AIM 1:
Please rewrite everything in the records from the line containing "ROI coffee table leg" down to the end of the records, replacing "Deliver" with "Return" and leaving all else unchanged.

7.   We value our inventories at the lower of cost or market. Other than maintenance and operating supplies, we value the majority of our U.S. cement inventories using the last-in, first-out method. We value all other inventories at average cost. At September 30, 2002 and 2001 and at December 31, 2001, our inventories consisted of the following (in thousands):

                           
      September 30        
     
  December 31
      2002   2001   2001
     
 
 
Finished products
  $ 198,335     $ 192,732     $ 199,156  
Work in process
    26,616       24,520       23,187  
Raw materials and fuel
    68,645       69,189       60,214  
Maintenance and operating supplies
    72,999       67,979       68,303  
 
   
     
     
 
 
Total inventories
  $ 366,595     $ 354,420     $ 350,860  
 
   
     
     
 

8.   In April 2002, we entered into commercial paper agreements, under which we may from time to time issue up to an aggregate principal amount of $300 million in unsecured, short-term promissory notes through private placements. At September 30, 2002, we had $206 million of commercial paper outstanding under the agreements with a weighted-average interest rate of 2.02 percent and maturity dates ranging from 4 to 90 days. The agreements, which expire on April 17, 2003, require the maintenance of certain financial ratios, among other restrictions.

DATA IN THIS EXERCISE:
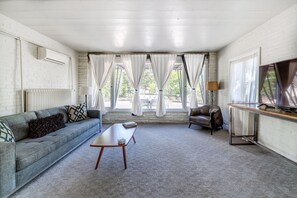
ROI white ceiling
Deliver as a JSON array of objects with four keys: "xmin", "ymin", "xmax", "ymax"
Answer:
[{"xmin": 0, "ymin": 0, "xmax": 297, "ymax": 52}]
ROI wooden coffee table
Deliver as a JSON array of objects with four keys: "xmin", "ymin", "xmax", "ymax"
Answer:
[{"xmin": 90, "ymin": 124, "xmax": 136, "ymax": 169}]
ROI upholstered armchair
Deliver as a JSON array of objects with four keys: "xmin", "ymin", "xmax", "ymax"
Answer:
[{"xmin": 189, "ymin": 105, "xmax": 223, "ymax": 135}]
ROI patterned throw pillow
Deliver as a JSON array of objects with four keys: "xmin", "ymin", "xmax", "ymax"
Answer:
[
  {"xmin": 0, "ymin": 120, "xmax": 15, "ymax": 142},
  {"xmin": 66, "ymin": 104, "xmax": 88, "ymax": 122},
  {"xmin": 29, "ymin": 113, "xmax": 65, "ymax": 138}
]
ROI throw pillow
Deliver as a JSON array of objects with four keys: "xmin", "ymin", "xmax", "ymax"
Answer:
[
  {"xmin": 0, "ymin": 120, "xmax": 15, "ymax": 142},
  {"xmin": 66, "ymin": 104, "xmax": 88, "ymax": 122},
  {"xmin": 29, "ymin": 113, "xmax": 65, "ymax": 138}
]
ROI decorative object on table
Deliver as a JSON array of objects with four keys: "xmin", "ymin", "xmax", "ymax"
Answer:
[
  {"xmin": 0, "ymin": 120, "xmax": 15, "ymax": 142},
  {"xmin": 258, "ymin": 104, "xmax": 268, "ymax": 110},
  {"xmin": 79, "ymin": 86, "xmax": 92, "ymax": 108},
  {"xmin": 206, "ymin": 81, "xmax": 219, "ymax": 105},
  {"xmin": 123, "ymin": 121, "xmax": 137, "ymax": 129},
  {"xmin": 118, "ymin": 138, "xmax": 126, "ymax": 145}
]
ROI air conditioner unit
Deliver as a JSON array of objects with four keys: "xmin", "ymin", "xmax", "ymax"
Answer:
[{"xmin": 37, "ymin": 47, "xmax": 68, "ymax": 65}]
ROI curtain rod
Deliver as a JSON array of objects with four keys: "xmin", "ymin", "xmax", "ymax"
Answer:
[
  {"xmin": 0, "ymin": 30, "xmax": 71, "ymax": 59},
  {"xmin": 88, "ymin": 52, "xmax": 209, "ymax": 57}
]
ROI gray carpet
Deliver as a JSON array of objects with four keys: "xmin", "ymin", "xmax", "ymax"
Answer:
[{"xmin": 9, "ymin": 124, "xmax": 297, "ymax": 198}]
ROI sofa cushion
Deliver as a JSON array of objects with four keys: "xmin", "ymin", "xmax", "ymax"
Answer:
[
  {"xmin": 35, "ymin": 107, "xmax": 68, "ymax": 123},
  {"xmin": 1, "ymin": 112, "xmax": 37, "ymax": 142},
  {"xmin": 190, "ymin": 115, "xmax": 211, "ymax": 126},
  {"xmin": 66, "ymin": 104, "xmax": 88, "ymax": 122},
  {"xmin": 16, "ymin": 133, "xmax": 68, "ymax": 171},
  {"xmin": 0, "ymin": 120, "xmax": 15, "ymax": 142},
  {"xmin": 29, "ymin": 113, "xmax": 65, "ymax": 138}
]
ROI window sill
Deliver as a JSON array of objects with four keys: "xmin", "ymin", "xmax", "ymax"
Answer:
[{"xmin": 107, "ymin": 109, "xmax": 188, "ymax": 113}]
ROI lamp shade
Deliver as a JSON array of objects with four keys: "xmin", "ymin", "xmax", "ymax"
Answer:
[
  {"xmin": 79, "ymin": 86, "xmax": 92, "ymax": 95},
  {"xmin": 206, "ymin": 81, "xmax": 219, "ymax": 91}
]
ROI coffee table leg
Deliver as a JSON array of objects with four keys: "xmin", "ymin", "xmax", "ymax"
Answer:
[
  {"xmin": 95, "ymin": 147, "xmax": 104, "ymax": 170},
  {"xmin": 132, "ymin": 135, "xmax": 136, "ymax": 144},
  {"xmin": 123, "ymin": 146, "xmax": 127, "ymax": 169}
]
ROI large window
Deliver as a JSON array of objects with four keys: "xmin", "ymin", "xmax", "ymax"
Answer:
[
  {"xmin": 97, "ymin": 55, "xmax": 206, "ymax": 110},
  {"xmin": 187, "ymin": 64, "xmax": 207, "ymax": 107},
  {"xmin": 140, "ymin": 64, "xmax": 158, "ymax": 109},
  {"xmin": 230, "ymin": 50, "xmax": 259, "ymax": 103},
  {"xmin": 114, "ymin": 64, "xmax": 134, "ymax": 109}
]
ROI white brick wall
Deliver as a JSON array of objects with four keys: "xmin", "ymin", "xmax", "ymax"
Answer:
[
  {"xmin": 0, "ymin": 14, "xmax": 78, "ymax": 116},
  {"xmin": 218, "ymin": 4, "xmax": 297, "ymax": 162}
]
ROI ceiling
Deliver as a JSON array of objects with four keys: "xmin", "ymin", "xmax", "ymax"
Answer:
[{"xmin": 0, "ymin": 0, "xmax": 297, "ymax": 52}]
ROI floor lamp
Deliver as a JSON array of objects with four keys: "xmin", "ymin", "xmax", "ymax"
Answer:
[
  {"xmin": 207, "ymin": 81, "xmax": 219, "ymax": 105},
  {"xmin": 79, "ymin": 86, "xmax": 92, "ymax": 109}
]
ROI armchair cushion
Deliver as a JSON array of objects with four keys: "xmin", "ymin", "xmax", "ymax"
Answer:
[{"xmin": 189, "ymin": 105, "xmax": 223, "ymax": 134}]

AIM 2:
Print everything from "8.   In April" down to "among other restrictions." in the text on inventories and commercial paper.

EXPECTED ANSWER 1:
ROI coffee table leg
Return as a JSON array of objects with four keys: "xmin", "ymin", "xmax", "ymax"
Answer:
[
  {"xmin": 95, "ymin": 147, "xmax": 104, "ymax": 170},
  {"xmin": 132, "ymin": 135, "xmax": 136, "ymax": 144},
  {"xmin": 123, "ymin": 146, "xmax": 127, "ymax": 169}
]
ROI large window
Return as a JSON array of objects with four keys: "xmin", "ymin", "xmax", "ymax"
Answer:
[
  {"xmin": 97, "ymin": 55, "xmax": 206, "ymax": 110},
  {"xmin": 187, "ymin": 64, "xmax": 207, "ymax": 107},
  {"xmin": 140, "ymin": 64, "xmax": 158, "ymax": 109},
  {"xmin": 230, "ymin": 50, "xmax": 259, "ymax": 103},
  {"xmin": 114, "ymin": 64, "xmax": 134, "ymax": 109}
]
ROI white brick wall
Return as a JSON array of objects with four keys: "xmin", "ymin", "xmax", "ymax"
Answer:
[
  {"xmin": 0, "ymin": 14, "xmax": 78, "ymax": 116},
  {"xmin": 218, "ymin": 4, "xmax": 297, "ymax": 162}
]
ROI ceiling
Return as a JSON array of objects with four keys: "xmin", "ymin", "xmax", "ymax"
Answer:
[{"xmin": 0, "ymin": 0, "xmax": 297, "ymax": 52}]
ROI floor lamp
Return as a JSON array of objects with four keys: "xmin", "ymin", "xmax", "ymax"
Answer:
[
  {"xmin": 207, "ymin": 81, "xmax": 219, "ymax": 105},
  {"xmin": 79, "ymin": 86, "xmax": 92, "ymax": 109}
]
ROI armchair cushion
Return as a JSON array of objects with four keys: "xmin", "ymin", "xmax", "ymax"
Answer:
[{"xmin": 189, "ymin": 105, "xmax": 223, "ymax": 134}]

EXPECTED ANSWER 2:
8.   In April 2002, we entered into commercial paper agreements, under which we may from time to time issue up to an aggregate principal amount of $300 million in unsecured, short-term promissory notes through private placements. At September 30, 2002, we had $206 million of commercial paper outstanding under the agreements with a weighted-average interest rate of 2.02 percent and maturity dates ranging from 4 to 90 days. The agreements, which expire on April 17, 2003, require the maintenance of certain financial ratios, among other restrictions.